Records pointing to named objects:
┄┄┄┄┄┄

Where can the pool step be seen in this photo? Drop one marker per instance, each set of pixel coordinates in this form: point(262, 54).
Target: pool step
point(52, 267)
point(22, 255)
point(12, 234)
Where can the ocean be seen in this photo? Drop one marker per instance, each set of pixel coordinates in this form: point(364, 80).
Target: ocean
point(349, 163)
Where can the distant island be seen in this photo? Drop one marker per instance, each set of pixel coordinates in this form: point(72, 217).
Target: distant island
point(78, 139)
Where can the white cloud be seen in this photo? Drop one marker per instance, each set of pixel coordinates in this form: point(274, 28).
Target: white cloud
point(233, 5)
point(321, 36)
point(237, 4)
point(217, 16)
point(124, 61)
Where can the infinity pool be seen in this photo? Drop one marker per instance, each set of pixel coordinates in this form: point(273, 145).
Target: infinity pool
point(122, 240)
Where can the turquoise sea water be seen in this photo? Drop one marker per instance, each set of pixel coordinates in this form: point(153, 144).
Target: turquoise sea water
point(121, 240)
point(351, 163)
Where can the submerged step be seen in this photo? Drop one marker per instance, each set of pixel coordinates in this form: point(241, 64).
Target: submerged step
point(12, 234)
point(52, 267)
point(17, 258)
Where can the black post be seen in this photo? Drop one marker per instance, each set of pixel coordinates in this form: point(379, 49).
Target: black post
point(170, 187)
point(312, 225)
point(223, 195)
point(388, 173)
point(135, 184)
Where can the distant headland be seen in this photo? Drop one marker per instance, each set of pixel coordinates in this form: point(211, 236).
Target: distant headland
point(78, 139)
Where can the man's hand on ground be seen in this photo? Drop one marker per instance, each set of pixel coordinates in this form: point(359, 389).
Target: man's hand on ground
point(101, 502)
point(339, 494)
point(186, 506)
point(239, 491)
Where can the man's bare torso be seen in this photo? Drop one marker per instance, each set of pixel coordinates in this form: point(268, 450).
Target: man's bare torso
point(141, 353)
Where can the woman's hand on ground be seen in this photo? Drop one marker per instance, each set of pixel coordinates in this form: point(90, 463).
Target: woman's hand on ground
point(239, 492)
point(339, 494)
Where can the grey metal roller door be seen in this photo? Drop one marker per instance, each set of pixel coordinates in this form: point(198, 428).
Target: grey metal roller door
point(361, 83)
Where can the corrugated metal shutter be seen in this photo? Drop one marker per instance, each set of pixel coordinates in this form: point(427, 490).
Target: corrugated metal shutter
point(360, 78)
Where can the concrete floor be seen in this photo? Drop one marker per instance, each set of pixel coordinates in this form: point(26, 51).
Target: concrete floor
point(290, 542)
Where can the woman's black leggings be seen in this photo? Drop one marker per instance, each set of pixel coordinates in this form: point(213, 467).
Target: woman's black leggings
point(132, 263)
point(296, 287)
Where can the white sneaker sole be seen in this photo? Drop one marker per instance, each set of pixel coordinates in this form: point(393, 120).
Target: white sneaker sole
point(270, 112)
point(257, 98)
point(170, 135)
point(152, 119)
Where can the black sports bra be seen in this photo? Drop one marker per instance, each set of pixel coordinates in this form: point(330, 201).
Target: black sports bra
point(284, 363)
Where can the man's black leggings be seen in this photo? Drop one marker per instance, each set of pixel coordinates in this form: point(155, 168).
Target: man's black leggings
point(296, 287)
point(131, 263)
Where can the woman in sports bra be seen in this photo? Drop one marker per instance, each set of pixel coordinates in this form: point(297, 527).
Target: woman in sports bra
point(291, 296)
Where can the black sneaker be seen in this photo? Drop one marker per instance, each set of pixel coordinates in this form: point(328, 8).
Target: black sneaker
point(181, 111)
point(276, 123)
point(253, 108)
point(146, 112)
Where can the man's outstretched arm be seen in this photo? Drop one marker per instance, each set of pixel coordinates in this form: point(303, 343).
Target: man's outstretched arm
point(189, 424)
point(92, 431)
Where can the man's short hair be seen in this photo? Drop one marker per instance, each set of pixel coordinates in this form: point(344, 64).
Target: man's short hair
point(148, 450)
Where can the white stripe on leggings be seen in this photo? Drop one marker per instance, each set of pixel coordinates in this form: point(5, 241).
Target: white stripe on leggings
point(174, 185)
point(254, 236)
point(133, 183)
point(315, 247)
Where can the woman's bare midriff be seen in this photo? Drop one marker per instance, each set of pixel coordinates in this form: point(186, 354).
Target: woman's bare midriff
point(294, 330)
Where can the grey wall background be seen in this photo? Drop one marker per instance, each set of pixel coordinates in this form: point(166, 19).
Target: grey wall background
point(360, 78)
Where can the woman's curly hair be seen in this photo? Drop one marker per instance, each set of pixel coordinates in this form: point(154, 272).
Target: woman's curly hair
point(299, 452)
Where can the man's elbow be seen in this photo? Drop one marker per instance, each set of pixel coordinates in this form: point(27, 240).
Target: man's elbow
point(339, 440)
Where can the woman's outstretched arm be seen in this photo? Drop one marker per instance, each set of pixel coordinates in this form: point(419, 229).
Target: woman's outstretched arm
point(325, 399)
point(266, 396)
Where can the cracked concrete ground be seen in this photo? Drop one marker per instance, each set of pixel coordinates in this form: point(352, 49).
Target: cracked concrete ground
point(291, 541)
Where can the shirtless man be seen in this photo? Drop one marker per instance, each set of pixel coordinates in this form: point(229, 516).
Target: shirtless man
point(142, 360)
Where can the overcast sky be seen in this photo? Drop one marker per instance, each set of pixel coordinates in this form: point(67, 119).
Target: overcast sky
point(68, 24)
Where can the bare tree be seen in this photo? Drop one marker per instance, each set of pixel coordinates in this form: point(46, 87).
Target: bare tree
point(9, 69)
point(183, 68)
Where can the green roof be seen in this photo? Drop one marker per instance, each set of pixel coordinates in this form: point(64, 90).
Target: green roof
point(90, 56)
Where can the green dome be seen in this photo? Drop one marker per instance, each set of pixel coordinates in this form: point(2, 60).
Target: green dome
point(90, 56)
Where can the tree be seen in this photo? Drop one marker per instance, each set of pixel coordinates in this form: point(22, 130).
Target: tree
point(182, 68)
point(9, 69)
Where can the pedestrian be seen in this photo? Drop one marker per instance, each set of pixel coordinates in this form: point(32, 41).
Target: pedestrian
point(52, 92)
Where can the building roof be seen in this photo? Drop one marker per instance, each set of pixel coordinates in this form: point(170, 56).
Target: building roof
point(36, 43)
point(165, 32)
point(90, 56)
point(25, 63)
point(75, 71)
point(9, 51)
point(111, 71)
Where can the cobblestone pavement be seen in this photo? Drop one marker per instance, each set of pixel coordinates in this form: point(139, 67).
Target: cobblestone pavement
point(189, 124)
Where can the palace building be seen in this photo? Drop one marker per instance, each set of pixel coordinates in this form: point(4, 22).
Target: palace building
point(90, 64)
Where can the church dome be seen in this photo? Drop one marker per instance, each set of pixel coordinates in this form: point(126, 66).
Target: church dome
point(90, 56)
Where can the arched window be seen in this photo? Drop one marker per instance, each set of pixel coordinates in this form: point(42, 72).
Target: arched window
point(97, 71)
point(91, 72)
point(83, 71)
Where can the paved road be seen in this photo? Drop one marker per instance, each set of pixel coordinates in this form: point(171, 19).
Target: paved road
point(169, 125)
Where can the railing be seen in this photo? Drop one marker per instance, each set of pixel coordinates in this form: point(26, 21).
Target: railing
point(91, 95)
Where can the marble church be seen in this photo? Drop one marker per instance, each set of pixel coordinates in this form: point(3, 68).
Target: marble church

┄┄┄┄┄┄

Copy every one of the entries above exactly as they appear, line for line.

Where can the pool step be seen in this photo? Drop one marker per instance, each set of pixel coordinates in this form: point(262, 54).
Target: pool step
point(52, 267)
point(22, 255)
point(12, 234)
Where can the ocean be seen in this photo? Drop one marker per instance, each set of pixel coordinates in this form: point(364, 80).
Target: ocean
point(349, 163)
Where can the distant island be seen in this photo? Drop one marker per instance, each set of pixel coordinates in this form: point(72, 217).
Target: distant island
point(78, 139)
Where can the white cloud be seen in this photo? Drop one marker per instance, each set of pixel coordinates in this form: point(274, 28).
Target: white cloud
point(233, 5)
point(321, 36)
point(237, 4)
point(217, 16)
point(124, 61)
Where can the infinity pool be seen in this photo? Drop one marker per instance, each set of pixel coordinates in this form: point(273, 145).
Target: infinity pool
point(122, 240)
Where can the turquoise sea water be seen in this photo? Drop one marker per instance, each set of pixel coordinates in this form: point(153, 144).
Target: turquoise sea water
point(121, 240)
point(351, 163)
Where can the submerged step be seen in this photo? Drop one marker per instance, each set of pixel coordinates in this form: point(241, 64).
Target: submerged step
point(12, 234)
point(52, 267)
point(17, 258)
Where can the black post be seen in this photo? Drop one marker per instance, each set of pixel coordinates in this form: point(379, 49).
Target: black post
point(170, 187)
point(312, 225)
point(223, 195)
point(388, 173)
point(135, 184)
Where can the distant headland be seen in this photo? Drop one marker per instance, each set of pixel coordinates in this form: point(211, 236).
Target: distant headland
point(78, 139)
Where can the man's hand on ground be seen in this photo? Drop one marker per instance, each set of pixel coordinates in this form: point(359, 389).
Target: man's hand on ground
point(101, 502)
point(339, 494)
point(186, 506)
point(239, 491)
Where can the man's bare torso be seen in this photo? Drop one marker per instance, each set of pixel coordinates in this form: point(268, 450).
Target: man's bare torso
point(141, 353)
Where can the woman's hand on ground be seen in this photo? Drop one marker per instance, each set of pixel coordinates in this form: point(90, 463).
Target: woman's hand on ground
point(239, 492)
point(339, 494)
Where can the grey metal roller door be seen in this photo? Drop one marker per instance, each set of pixel coordinates in this form: point(198, 428).
Target: grey metal roller door
point(361, 83)
Where can the corrugated metal shutter be seen in this photo? Drop one marker per instance, each set of pixel coordinates in this form: point(427, 490).
Target: corrugated metal shutter
point(360, 78)
Where can the concrete floor be seen in this photo? Drop one marker per instance, each set of pixel coordinates in this form: point(26, 51).
Target: concrete floor
point(290, 542)
Where can the woman's black leggings be seen in this photo? Drop one marker per instance, each set of pixel coordinates in this form: point(213, 467).
Target: woman's black leggings
point(132, 263)
point(296, 287)
Where can the white sneaker sole be seen in this photo? Drop one marker per instance, each set of pixel coordinates in this form: point(393, 120).
Target: white sneaker sole
point(270, 112)
point(257, 98)
point(170, 135)
point(152, 119)
Where can the black sports bra be seen in this photo? Drop one marker per instance, each set of pixel coordinates in this form: point(330, 201).
Target: black sports bra
point(284, 363)
Where can the man's black leggings be seen in this photo? Drop one marker per instance, each set of pixel coordinates in this form: point(155, 168).
Target: man's black leggings
point(296, 287)
point(131, 263)
Where can the woman in sports bra be seen in this photo? Drop one marker per instance, each set of pixel coordinates in this form: point(297, 527).
Target: woman in sports bra
point(291, 296)
Where can the black sneaker be seen in this photo? Drop one marker per instance, each set of pixel coordinates in this form: point(328, 8).
Target: black sneaker
point(181, 111)
point(276, 123)
point(253, 108)
point(146, 112)
Where can the man's outstretched arm be seen in this photo? Drop one marker per instance, each set of pixel coordinates in this form: point(303, 343).
Target: man's outstretched arm
point(189, 424)
point(92, 431)
Where can the man's short hair be seen in this photo? Drop one marker per instance, each set of pixel coordinates in this form: point(344, 64).
Target: man's short hair
point(148, 450)
Where can the white stripe on leggings be seen in this photo? Drop one marker per instance, each set of pixel coordinates in this form: point(5, 241).
Target: white stripe on leggings
point(174, 185)
point(254, 236)
point(133, 183)
point(315, 247)
Where can the woman's bare midriff be seen in this photo? Drop one marker per instance, each set of pixel coordinates in this form: point(186, 354).
Target: woman's bare midriff
point(294, 330)
Where can the grey wall background be seen in this photo? Drop one marker per instance, each set of pixel coordinates in this form: point(166, 19).
Target: grey wall background
point(360, 78)
Where can the woman's curly hair be seen in this photo? Drop one marker per instance, each set of pixel coordinates in this form: point(154, 272).
Target: woman's curly hair
point(299, 452)
Where can the man's elbow be seen in this photo? Drop one marker per instance, each set of pixel coordinates in this form: point(27, 240).
Target: man's elbow
point(339, 440)
Where can the woman's outstretched arm be seen in this photo? Drop one marker per instance, each set of pixel coordinates in this form: point(419, 229).
Target: woman's outstretched arm
point(325, 399)
point(266, 396)
Where can the cracked concrete ground be seen in this photo? Drop one marker per instance, each set of pixel coordinates in this form: point(352, 49).
Target: cracked concrete ground
point(291, 541)
Where can the shirtless man be seen in this photo? Drop one marker per instance, each set of pixel coordinates in this form: point(229, 516).
Target: shirtless man
point(142, 360)
Where can the overcast sky be seen in this photo? Drop one marker per instance, each set of pixel coordinates in this form: point(67, 119).
Target: overcast sky
point(68, 24)
Where can the bare tree be seen in this photo? Drop one marker per instance, each set of pixel coordinates in this form: point(46, 87).
Target: bare tree
point(9, 69)
point(183, 68)
Where can the green roof be seen in this photo? Drop one marker per instance, each set of pixel coordinates in this form: point(64, 90).
Target: green roof
point(90, 56)
Where can the green dome be seen in this photo? Drop one marker per instance, each set of pixel coordinates in this form: point(2, 60).
Target: green dome
point(90, 56)
Where can the tree be seen in this photo? Drop one marker per instance, each set of pixel coordinates in this form: point(22, 130).
Target: tree
point(182, 68)
point(9, 69)
Where can the pedestrian be seen in this photo? Drop one marker per instance, each set of pixel coordinates in this form: point(32, 41).
Target: pedestrian
point(52, 92)
Where can the building roof be seen in this photo? Drop one marker per instance, each set of pixel coordinates in this form: point(170, 56).
Target: building roof
point(36, 43)
point(165, 32)
point(90, 56)
point(25, 63)
point(75, 71)
point(9, 51)
point(111, 71)
Where can the cobblestone pavement be seen in this photo? Drop one marker per instance, each set of pixel coordinates in this form: point(139, 67).
Target: cobblestone pavement
point(189, 124)
Where can the palace building be seen in this photo? Drop one marker per instance, each set of pixel coordinates in this form: point(4, 22).
Target: palace building
point(90, 64)
Where can the church dome be seen in this photo? Drop one marker per instance, each set of pixel coordinates in this form: point(126, 66).
Target: church dome
point(90, 56)
Where can the arched window be seen in this photo? Drop one marker per instance, each set of pixel coordinates in this form: point(42, 72).
Target: arched window
point(97, 71)
point(91, 72)
point(83, 71)
Where can the paved road be seen in this photo? Drop one marker per instance, each set of pixel coordinates in this form: point(171, 19).
Target: paved road
point(169, 125)
Where can the railing be seen in this photo? Drop one marker per instance, each set of pixel coordinates in this form: point(26, 21).
Target: railing
point(91, 95)
Where can the marble church be seen in this photo? Drop one marker per instance, each set of pixel coordinates in this form: point(3, 68).
Target: marble church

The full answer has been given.